◆ Selection ◆
- Date: January 28, 2017
- Location: The Beverly Hilton, Beverly Hills, California
- Country: United States
- Presented by: Producers Guild of America

Highlights
- Best Producer(s) Motion Picture:: La La Land – Fred Berger, Jordan Horowitz, and Mark Platt
- Best Producer(s) Animated Feature:: Zootopia – Clark Spencer
- Best Producer(s) Documentary Motion Picture:: O.J.: Made in America – Ezra Edelman and Caroline Waterlow

= 28th Producers Guild of America Awards =

The 28th Producers Guild of America Awards (also known as 2017 Producers Guild Awards), honoring the best film and television producers of 2016, were held at The Beverly Hilton in Beverly Hills, California on January 28, 2017. The nominations for documentary film were announced on November 22, 2016, the nominations for television were announced on January 5, 2017, and the nominations for film were announced on January 10, 2017.

◆ What the exercise asks ◆
According to the awards summary, on what date were the nominations for television announced?

◆ Supplied information ◆
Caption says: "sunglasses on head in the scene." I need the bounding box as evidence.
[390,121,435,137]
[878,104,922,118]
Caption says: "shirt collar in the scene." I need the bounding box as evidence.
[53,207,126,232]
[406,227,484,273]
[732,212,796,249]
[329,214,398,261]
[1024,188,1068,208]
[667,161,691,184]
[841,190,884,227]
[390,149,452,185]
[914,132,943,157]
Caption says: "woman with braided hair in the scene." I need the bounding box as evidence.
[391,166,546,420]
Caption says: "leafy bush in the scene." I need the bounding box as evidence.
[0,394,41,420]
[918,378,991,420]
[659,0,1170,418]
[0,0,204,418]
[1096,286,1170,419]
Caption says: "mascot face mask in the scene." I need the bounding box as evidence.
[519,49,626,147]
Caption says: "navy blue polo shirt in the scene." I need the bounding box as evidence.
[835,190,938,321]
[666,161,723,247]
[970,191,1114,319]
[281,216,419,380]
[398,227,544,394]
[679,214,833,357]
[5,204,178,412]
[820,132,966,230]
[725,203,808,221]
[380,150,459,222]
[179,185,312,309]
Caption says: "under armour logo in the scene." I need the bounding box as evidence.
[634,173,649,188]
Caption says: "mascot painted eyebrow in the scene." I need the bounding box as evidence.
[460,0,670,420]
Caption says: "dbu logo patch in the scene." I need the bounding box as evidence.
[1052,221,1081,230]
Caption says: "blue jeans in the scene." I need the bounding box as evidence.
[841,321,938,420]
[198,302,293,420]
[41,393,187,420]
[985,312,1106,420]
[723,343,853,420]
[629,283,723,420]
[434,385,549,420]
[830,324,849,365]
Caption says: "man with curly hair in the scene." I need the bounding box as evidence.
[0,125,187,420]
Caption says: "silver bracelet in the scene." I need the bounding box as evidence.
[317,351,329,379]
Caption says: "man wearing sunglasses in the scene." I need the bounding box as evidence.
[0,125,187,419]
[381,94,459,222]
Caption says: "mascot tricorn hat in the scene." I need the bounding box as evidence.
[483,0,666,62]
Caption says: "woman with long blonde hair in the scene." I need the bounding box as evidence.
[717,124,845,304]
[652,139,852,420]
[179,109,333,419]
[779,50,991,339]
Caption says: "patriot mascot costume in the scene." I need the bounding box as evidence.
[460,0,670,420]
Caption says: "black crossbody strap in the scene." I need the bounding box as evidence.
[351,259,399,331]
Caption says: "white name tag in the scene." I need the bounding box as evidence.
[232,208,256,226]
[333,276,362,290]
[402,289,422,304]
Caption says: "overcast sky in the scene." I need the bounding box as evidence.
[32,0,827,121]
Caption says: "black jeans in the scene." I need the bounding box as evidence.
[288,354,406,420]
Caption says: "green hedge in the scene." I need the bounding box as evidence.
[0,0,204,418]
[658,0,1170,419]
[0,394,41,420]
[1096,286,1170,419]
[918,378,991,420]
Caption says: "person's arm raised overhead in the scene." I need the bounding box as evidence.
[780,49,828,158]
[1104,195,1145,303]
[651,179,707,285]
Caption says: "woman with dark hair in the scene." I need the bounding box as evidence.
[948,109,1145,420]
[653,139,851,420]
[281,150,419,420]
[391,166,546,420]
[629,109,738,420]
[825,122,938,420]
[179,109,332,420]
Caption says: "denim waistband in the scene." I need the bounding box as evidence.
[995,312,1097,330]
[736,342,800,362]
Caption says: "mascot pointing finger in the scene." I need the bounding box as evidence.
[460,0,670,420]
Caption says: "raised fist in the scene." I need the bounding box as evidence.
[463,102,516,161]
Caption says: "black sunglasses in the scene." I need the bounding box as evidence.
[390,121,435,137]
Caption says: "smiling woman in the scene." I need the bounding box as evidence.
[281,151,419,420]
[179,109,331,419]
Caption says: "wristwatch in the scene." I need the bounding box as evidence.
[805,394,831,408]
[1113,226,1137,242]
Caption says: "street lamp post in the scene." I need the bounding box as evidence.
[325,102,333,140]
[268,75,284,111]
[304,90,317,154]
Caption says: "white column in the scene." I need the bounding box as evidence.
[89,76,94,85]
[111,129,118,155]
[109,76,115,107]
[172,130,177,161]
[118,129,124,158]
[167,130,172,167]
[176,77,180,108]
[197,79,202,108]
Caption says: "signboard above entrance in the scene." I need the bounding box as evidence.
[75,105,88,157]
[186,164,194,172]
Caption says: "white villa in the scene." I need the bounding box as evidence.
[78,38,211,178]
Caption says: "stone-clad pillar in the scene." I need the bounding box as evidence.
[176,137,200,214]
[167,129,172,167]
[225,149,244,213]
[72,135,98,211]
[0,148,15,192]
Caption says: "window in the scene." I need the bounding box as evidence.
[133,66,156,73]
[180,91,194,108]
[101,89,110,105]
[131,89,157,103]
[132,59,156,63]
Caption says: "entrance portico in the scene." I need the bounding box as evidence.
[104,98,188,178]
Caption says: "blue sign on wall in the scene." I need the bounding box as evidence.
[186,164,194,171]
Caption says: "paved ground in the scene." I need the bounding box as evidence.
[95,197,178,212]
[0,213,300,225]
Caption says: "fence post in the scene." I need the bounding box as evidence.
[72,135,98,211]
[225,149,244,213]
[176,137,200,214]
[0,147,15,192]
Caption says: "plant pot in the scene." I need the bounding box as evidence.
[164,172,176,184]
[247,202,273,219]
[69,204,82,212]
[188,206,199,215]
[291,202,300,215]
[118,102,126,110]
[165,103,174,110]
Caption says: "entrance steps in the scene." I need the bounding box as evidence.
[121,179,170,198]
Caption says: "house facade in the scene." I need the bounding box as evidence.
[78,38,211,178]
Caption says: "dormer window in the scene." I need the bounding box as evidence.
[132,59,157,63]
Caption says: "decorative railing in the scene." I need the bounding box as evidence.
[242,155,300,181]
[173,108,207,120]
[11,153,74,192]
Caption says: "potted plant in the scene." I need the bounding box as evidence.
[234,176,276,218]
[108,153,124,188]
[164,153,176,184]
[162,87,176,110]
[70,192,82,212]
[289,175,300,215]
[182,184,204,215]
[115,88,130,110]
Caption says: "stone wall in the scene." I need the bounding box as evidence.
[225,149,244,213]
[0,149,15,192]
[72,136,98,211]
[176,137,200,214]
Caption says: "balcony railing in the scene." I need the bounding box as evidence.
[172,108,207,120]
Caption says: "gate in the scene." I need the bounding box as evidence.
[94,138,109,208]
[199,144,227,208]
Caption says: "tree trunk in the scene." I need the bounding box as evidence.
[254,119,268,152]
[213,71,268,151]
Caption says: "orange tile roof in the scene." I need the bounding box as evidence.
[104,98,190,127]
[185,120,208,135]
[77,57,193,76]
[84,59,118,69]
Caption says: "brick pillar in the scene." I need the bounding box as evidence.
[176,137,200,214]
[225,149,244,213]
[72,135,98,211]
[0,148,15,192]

◆ Exercise solution ◆
January 5, 2017